Excerpt to read ->
Credit O.J. Simpson with creating some of the University’s most popular classes. The messy murders, dream-team lawyers and Inspector Clouseau-style police work brought to everyone’s attention the fascinating world of forensic science.
DNA testing, bullet and weapon breakdowns, organic and inorganic tissue analysis, fiber and hair testing, toxicology and blood studies—the little things that comprise the physical evidence now make up a specialized field of law enforcement. They’re also the subject of a three-course series of electives at Xavier—and some of the most popular courses on campus.
Although a forensic science class was first offered in 1981, it’s grown considerably since the O.J. case six years ago. Today, it’s a series of criminal justice classes taught in conjunction with the department of chemistry that feature daylong workshops led by experienced “participating faculty” like Phil Vannatter, the lead investigator with the Los Angeles Police Department in the O.J. case.
Class sizes are near 50 students and feature lengthy waiting lists. Only about half of the students are criminal justice majors, says Jack Richardson, who chairs the department. The rest come from other departments, drawn mostly by word-of-mouth accounts. What attracts the students is the fascinating, sometimes gory aspects surrounding a homicide, and the workshop speakers.
Some of the experts who have taught a workshop include:
• Clarence Caeser, the senior crime scene analyst for the Cincinnati Crime Lab and a graduate of the FBI school. The 68-year-old Caeser spent more than 40 years as a homicide detective;
• Daniel Shoenfelt, a graduate student and narcotics officer for the Cincinnati Police Division. He shows a surveillance video of a drug purchase and bust, and talks about topics like how methamphetamine labs are made from everyday products;
• Richardson’s wife, Marilyn, who has a master’s degree in molecular biology from Purdue and teaches about DNA and rape evidence analysis;
• Beth Murray, a forensic anthropologist who examines bones and badly decomposed bodies for evidence;
• David W. Jones, the Kentucky state medical examiner in Frankfort; and
• Jim Dibowski, a postal inspector and handwriting expert.
It was in the 1960s that physical evidence first surpassed eyewitness accounts of a crime to become the true identifier of guilt, says Richardson. Since then, major scientific discoveries involving physical evidence collection have come about. Now, forensic science impacts almost all of the areas that employ criminal justice majors—law enforcement, courts, corrections.
An example of the impact of forensics, says Richardson, is the Elwood Jones case. Jones was convicted of brutally murdering an elderly woman in a Blue Ash hotel in 1994. While he was beating her, though, she bit him. Four days later, Dr. Jack McDonough, a 1953 graduate and hand surgeon, examined Jones’ badly infected hand, which he claimed he had cut on a Dumpster. McDonough discovered the wound was actually a bite mark. At the same time, Pete Aldervecci, a longtime adjunct faculty member, was the chief investigator in the case, and had Jones’ home and car searched for evidence—blood, hair, fibers, anything—linking him to the murder.
The victim’s necklace was found hidden in Jones’ car, but what cinched the case was McDonough’s testimony and two pieces of forensic evidence discovered by the medical examiner: a facial bruise that matched Jones’ walkie-talkie, and a chest bruise that matched Jones’ boot sole.
“Forensic science begins at the crime scene,” says Richardson, “and cases are won and lost because of it.”

Directions for this task ->
Reproduce the passage of the forensic science article from "An example of" up to and including "to the murder.", swapping "Dumpster" for "fence".

Dataset excerpts ->
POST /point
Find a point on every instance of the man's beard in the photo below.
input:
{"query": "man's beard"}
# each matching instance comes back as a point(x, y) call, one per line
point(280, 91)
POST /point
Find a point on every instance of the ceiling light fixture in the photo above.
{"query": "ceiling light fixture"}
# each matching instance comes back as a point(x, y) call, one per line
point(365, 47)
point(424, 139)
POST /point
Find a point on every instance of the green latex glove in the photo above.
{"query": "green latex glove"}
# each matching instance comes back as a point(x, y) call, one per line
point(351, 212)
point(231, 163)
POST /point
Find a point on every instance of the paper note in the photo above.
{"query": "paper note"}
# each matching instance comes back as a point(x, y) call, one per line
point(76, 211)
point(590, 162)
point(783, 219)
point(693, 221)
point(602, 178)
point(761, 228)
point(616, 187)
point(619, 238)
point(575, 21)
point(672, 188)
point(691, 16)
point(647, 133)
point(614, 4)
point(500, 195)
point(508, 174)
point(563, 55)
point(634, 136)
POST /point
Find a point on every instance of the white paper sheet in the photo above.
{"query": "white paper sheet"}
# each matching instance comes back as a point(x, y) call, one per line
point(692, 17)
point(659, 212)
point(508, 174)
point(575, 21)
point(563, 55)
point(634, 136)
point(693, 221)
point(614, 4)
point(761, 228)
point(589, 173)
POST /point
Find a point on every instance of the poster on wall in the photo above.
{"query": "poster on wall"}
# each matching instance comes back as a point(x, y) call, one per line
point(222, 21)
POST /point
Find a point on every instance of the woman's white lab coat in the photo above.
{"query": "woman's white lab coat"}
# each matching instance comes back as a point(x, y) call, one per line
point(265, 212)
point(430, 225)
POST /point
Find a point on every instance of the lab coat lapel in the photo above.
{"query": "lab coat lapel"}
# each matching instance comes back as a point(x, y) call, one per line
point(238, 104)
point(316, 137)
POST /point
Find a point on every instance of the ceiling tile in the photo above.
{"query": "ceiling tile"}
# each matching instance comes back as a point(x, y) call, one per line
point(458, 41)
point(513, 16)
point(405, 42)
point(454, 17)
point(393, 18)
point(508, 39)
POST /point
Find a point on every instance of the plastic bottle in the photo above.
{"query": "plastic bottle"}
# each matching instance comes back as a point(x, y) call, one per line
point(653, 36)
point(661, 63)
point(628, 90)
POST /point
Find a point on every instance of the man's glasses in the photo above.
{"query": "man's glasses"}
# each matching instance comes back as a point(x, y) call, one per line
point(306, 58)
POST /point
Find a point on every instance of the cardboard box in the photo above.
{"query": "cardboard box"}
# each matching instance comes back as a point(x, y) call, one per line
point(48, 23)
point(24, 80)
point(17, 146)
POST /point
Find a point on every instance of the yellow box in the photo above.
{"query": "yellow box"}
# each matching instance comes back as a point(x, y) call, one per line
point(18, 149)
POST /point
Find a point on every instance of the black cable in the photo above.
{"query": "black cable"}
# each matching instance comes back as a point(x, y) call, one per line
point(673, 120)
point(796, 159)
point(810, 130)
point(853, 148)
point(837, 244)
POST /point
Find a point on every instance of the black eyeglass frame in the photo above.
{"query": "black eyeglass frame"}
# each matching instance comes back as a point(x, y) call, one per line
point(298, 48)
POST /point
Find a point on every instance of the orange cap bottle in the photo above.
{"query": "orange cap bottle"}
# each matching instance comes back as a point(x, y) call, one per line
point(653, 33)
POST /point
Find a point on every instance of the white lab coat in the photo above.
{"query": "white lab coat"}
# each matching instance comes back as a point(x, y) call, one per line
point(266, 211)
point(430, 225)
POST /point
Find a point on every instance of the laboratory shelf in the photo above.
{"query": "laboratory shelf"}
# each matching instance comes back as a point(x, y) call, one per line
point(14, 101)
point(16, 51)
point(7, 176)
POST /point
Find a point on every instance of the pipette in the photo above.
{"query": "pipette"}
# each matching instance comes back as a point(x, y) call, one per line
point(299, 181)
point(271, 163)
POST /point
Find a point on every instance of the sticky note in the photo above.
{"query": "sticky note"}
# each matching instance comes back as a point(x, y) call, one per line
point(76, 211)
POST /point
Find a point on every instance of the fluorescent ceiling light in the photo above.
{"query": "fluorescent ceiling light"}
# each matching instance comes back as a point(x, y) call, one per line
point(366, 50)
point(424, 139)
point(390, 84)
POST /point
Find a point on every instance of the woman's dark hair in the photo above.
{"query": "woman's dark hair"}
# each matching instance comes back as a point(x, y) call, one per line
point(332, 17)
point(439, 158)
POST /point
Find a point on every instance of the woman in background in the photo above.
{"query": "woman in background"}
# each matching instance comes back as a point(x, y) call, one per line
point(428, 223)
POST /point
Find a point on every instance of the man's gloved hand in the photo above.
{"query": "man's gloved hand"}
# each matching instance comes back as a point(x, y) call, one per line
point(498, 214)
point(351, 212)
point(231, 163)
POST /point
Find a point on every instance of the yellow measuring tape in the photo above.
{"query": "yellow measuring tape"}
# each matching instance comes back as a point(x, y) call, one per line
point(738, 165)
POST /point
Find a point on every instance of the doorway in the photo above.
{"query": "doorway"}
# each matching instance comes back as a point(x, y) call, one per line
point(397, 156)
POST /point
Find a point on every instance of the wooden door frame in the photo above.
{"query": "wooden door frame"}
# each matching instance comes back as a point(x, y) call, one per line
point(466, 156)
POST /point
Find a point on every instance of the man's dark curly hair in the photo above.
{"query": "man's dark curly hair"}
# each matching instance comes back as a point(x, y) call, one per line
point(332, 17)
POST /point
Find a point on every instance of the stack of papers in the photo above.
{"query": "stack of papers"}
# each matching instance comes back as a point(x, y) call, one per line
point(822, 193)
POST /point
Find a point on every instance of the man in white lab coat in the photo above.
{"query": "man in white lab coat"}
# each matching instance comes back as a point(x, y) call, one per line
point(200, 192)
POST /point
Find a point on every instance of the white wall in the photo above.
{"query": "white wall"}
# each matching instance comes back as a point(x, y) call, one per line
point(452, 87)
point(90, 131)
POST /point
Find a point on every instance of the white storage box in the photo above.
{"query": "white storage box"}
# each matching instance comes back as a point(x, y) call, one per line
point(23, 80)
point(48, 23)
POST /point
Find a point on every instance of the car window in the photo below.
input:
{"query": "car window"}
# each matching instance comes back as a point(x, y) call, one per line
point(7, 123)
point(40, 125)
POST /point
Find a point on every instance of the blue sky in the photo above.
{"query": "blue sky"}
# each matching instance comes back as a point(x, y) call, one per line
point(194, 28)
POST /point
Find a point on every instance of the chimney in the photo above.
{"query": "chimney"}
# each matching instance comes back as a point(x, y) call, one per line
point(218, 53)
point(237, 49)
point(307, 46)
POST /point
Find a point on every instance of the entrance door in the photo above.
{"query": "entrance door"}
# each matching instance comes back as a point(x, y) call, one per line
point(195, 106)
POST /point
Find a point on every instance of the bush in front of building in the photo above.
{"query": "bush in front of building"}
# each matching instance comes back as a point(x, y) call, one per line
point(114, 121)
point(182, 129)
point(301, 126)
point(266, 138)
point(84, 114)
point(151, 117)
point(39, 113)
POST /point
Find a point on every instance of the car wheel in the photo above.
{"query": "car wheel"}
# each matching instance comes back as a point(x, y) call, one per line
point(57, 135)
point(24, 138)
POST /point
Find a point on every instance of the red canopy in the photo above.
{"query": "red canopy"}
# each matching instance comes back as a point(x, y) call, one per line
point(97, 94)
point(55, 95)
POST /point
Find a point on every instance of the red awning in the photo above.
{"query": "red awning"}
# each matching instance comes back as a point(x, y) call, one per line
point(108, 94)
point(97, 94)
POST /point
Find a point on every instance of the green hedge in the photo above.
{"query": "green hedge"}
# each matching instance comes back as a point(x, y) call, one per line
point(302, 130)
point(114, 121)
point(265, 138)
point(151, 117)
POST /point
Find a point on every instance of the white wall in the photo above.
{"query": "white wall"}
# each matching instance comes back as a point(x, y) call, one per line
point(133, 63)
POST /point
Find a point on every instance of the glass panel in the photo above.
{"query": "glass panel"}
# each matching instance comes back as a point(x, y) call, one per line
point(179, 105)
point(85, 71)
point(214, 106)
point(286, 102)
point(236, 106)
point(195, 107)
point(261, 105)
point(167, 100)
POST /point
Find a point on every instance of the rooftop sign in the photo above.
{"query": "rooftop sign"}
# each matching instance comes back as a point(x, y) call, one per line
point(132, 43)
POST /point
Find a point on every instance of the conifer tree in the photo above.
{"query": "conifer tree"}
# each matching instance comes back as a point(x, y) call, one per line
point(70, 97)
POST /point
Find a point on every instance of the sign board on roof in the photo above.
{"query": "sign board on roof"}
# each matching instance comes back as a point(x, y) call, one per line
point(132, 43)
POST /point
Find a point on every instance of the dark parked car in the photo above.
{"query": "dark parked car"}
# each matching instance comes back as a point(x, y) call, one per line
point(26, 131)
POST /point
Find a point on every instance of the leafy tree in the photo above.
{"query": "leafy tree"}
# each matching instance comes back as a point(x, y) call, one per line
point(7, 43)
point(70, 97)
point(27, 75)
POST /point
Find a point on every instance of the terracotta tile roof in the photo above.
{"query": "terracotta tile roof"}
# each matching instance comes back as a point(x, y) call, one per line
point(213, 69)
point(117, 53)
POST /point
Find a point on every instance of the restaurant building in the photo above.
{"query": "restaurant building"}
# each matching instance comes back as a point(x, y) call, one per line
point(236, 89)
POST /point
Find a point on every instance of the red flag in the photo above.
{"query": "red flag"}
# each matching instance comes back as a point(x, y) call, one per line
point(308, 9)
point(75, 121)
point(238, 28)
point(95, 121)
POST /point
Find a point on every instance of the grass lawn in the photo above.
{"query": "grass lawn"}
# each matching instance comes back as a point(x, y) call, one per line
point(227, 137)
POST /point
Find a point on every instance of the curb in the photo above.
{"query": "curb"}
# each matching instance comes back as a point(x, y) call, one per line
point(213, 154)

Answer box ->
An example of the impact of forensics, says Richardson, is the Elwood Jones case. Jones was convicted of brutally murdering an elderly woman in a Blue Ash hotel in 1994. While he was beating her, though, she bit him. Four days later, Dr. Jack McDonough, a 1953 graduate and hand surgeon, examined Jones’ badly infected hand, which he claimed he had cut on a fence. McDonough discovered the wound was actually a bite mark. At the same time, Pete Aldervecci, a longtime adjunct faculty member, was the chief investigator in the case, and had Jones’ home and car searched for evidence—blood, hair, fibers, anything—linking him to the murder.